=== DOCUMENT EXTRACT ===
────────────────

I think it is inappropriate to ask about income. I know that might be a useful metric but I think it is touchy subject. Next, do not ask if someone feels represented. That is a vague question and needs to be rethought.
For the survey itself I think it is way to long. Try breaking it into smaller pieces that are spread apart. Surveys should be around 4 simple well worded questions. With the smaller surveys there is less data combined so it would be much harder to single out individuals. It also is a time saver.
For the "special brain" question you should instead ask about disabilities. This is a dangerous question as if a person hits do not answer that is a data metric. This question should also probably be in its own survey.
For gender I think that isn't all that big of an issue. However, the fact that only non males matter is problematic. You are singling out people who may not want to be singled out. This also applies to disabilities or any trait that could put them be used against them.
I really think you should break these surveys down. Also I would have a look at the surveys by the Linux Experiment. He did a good job of doing them in a way that isn't discriminatory. He also didn't ask for information such as disabilities.
Lastly, you should offer a other button with a custom response. Sometimes we do not fit in boxes.
Thanks, I will read your reply.
It is all anonymous, I dont get any individually sent data. Which is pretty problematic as it would be interesting to combine certain types of people, traits, behaviors etc.

────────────────

=== TASK MATERIAL ===
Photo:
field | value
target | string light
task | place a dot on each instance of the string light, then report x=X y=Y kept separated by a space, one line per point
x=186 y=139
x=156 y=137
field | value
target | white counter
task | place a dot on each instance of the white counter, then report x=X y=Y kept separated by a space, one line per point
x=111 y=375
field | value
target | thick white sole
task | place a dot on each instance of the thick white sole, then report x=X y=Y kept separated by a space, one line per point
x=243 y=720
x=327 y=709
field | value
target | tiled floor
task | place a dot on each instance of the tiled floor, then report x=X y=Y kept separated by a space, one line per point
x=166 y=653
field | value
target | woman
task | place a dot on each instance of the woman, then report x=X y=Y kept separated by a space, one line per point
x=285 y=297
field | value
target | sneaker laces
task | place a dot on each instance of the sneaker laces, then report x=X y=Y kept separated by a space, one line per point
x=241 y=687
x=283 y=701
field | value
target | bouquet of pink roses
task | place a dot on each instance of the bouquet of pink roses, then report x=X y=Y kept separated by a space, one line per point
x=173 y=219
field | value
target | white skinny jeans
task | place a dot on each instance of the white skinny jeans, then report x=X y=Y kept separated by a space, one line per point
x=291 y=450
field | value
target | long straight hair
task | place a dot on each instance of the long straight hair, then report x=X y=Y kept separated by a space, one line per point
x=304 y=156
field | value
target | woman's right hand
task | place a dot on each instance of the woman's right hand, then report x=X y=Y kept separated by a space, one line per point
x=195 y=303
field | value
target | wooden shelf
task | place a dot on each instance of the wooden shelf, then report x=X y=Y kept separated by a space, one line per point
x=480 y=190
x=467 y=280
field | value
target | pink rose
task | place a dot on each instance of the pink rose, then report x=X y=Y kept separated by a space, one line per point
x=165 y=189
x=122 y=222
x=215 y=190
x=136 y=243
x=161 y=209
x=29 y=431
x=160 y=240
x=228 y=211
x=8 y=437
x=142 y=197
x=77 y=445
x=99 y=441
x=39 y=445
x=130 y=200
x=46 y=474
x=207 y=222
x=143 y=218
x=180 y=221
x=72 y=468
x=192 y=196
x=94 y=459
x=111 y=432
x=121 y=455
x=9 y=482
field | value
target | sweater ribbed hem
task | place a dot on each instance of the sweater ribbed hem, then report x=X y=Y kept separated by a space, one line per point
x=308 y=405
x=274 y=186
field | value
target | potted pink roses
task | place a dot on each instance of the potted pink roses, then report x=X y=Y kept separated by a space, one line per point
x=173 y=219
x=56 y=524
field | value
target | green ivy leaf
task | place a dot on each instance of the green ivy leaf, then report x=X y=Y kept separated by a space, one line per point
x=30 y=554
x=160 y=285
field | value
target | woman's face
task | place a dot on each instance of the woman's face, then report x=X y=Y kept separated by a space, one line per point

────────────────

=== TASKS ===
#1 Name each topic or personal trait that the survey feedback identifies as the subject of a survey question.
#2 Quote the records from their first line up to and including the line that contains "x=156 y=137".

=== THE RESULTS ===
#1
- Income
- Whether someone feels represented
- Disabilities (the "special brain" question)
- Gender

#2
Photo:
field | value
target | string light
task | place a dot on each instance of the string light, then report x=X y=Y kept separated by a space, one line per point
x=186 y=139
x=156 y=137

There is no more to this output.